## Directions for this task
Your answer should consist of the lines in the data below that contain "mountain".

## Input for this task
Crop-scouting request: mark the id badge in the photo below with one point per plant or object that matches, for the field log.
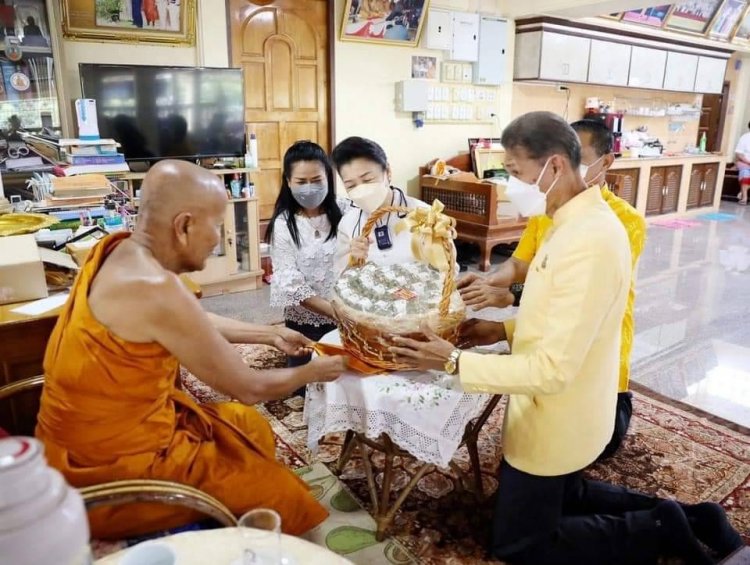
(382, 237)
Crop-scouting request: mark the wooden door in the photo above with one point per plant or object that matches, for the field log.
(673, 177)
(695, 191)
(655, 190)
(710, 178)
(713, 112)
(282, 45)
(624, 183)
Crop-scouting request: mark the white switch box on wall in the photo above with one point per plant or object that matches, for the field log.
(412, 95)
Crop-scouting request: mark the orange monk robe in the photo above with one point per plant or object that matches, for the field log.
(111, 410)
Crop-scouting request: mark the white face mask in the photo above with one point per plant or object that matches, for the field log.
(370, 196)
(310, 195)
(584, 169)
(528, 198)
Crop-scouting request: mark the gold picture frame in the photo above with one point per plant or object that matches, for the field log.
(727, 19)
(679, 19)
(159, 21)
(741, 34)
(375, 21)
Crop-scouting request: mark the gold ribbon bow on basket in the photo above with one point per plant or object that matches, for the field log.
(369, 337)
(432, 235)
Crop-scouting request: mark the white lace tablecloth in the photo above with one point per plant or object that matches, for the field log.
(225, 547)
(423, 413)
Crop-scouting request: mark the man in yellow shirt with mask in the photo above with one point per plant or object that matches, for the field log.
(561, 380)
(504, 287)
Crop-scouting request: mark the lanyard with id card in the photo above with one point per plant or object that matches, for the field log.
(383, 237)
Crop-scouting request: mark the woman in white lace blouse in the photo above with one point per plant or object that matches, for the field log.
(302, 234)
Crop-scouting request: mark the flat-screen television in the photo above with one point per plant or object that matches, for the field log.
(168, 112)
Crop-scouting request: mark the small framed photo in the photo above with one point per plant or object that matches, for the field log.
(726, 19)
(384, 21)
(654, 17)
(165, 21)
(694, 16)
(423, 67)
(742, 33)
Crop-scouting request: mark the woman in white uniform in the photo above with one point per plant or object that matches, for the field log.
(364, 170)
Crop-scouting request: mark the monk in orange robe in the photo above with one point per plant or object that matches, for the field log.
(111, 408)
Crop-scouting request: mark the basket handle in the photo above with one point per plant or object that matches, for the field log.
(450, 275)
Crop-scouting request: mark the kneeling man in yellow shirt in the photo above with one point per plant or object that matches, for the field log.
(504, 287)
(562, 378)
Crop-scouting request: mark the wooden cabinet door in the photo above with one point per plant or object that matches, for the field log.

==

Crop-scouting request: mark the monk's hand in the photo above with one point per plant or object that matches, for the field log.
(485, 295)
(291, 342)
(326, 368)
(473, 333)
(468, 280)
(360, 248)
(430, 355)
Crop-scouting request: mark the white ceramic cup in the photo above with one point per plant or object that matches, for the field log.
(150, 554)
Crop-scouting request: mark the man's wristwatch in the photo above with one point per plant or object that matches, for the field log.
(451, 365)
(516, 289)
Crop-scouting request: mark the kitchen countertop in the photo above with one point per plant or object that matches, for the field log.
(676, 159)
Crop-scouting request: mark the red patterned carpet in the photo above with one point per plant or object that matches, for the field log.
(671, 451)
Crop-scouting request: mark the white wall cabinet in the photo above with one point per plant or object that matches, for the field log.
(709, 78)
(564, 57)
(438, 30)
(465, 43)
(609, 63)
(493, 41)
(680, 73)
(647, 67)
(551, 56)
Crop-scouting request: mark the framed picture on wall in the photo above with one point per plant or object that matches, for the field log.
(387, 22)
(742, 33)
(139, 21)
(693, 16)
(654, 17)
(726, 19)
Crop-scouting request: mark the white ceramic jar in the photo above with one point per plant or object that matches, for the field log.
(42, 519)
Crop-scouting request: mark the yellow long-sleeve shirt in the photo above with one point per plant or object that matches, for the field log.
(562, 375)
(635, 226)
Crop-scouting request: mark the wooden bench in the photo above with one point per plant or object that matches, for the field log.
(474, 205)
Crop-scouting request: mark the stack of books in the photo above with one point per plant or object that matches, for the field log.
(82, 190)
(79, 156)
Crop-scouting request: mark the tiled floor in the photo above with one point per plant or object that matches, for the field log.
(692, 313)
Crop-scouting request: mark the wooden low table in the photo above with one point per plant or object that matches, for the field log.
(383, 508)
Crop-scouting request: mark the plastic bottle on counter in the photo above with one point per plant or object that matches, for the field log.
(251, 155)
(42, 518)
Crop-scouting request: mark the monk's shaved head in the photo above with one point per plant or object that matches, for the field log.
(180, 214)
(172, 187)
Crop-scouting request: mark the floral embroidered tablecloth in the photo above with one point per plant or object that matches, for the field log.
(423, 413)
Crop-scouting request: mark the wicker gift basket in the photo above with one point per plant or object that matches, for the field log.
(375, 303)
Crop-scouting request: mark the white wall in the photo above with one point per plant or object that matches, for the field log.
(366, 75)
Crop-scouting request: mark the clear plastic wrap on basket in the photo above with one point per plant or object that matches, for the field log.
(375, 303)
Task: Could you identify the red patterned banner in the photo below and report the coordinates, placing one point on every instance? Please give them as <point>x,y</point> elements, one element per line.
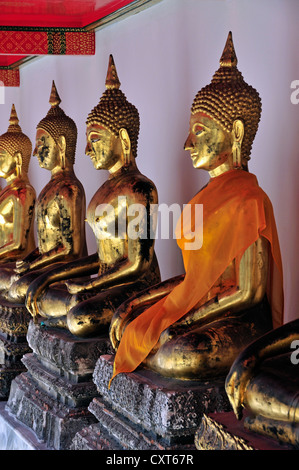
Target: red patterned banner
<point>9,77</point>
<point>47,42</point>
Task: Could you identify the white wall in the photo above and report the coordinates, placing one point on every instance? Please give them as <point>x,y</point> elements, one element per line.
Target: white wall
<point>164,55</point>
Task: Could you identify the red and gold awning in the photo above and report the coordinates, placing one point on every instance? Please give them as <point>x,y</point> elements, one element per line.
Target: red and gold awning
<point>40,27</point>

...

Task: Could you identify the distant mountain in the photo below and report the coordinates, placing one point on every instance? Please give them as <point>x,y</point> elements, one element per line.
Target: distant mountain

## Task solution
Task: Could you identify the distant mountain in the photo below and report the coordinates, placing one point on every instance? Please give them as <point>x,y</point> elements, one element per line.
Target: distant mountain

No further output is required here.